As a student in Warner’s human development
program, Meredith Rowe M.S. ’95 worked with Professor Lucia French on a study of the effect of reading aloud to low-income preschoolers. Each day for several weeks she read to a classroom of 3-year-olds at a Catholic school in Rochester. Afterward, she compared the children’s listening comprehension to another class.

“The difference was amazing,” says Rowe. “They were so much better at comprehension! That was so promising to me.”

The fact that she had been able to help the children made a strong impression on Rowe. After graduation Rowe spent a year teaching at a preschool in Cambridge, Mass., attended largely by children of Harvard professors. She was struck by the stark contrast between the Cambridge children and those in her Rochester study. “The classroom was so different,” she remembers. “The kids were so much more advantaged.”

Not only were the children very different, but the way they were taught and what was expected of them was different, Rowe says. Seeing disparities manifested so early on made her realize she was more interested in research than teaching and set her on the path toward an Ed.D. in human development and psychology from Harvard.

★ ★ ★ ★ ★ ★ ★

## GOAL OF THE EXERCISE:
List each sentence that the passage about Meredith Rowe puts inside quotation marks. The material that follows comes from a separate source and has no connection to the passage about Meredith Rowe.

## STORED DATA:
★ ★ ★ ★ ★ ★ ★

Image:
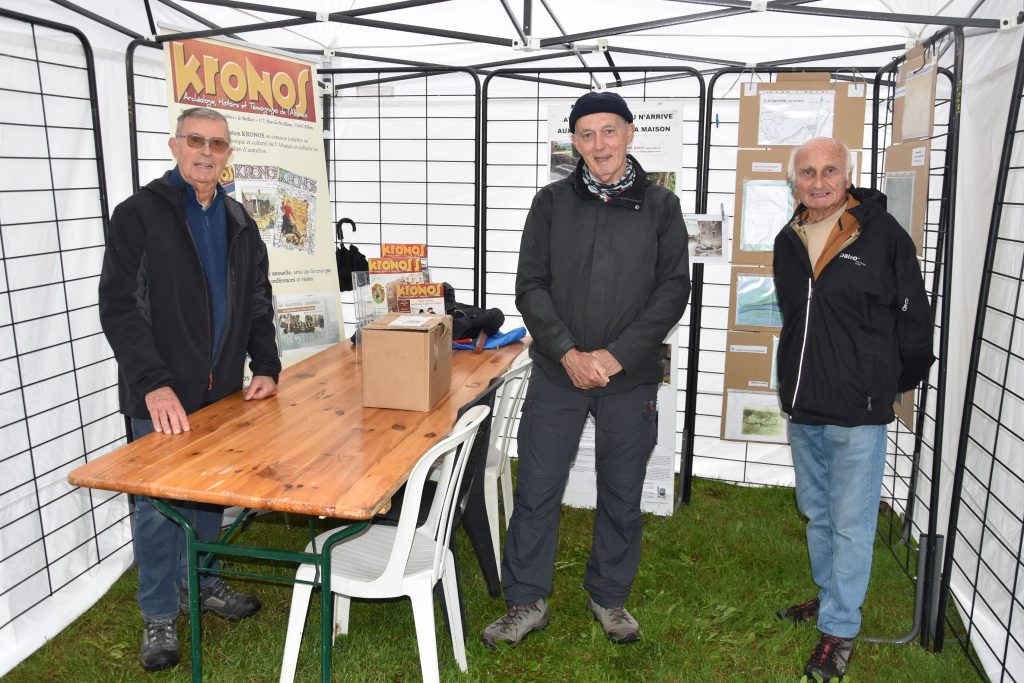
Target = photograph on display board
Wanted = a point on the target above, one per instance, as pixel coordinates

★ ★ ★ ★ ★ ★ ★

## RESULT:
- The difference was amazing.
- They were so much better at comprehension!
- That was so promising to me.
- The classroom was so different.
- The kids were so much more advantaged.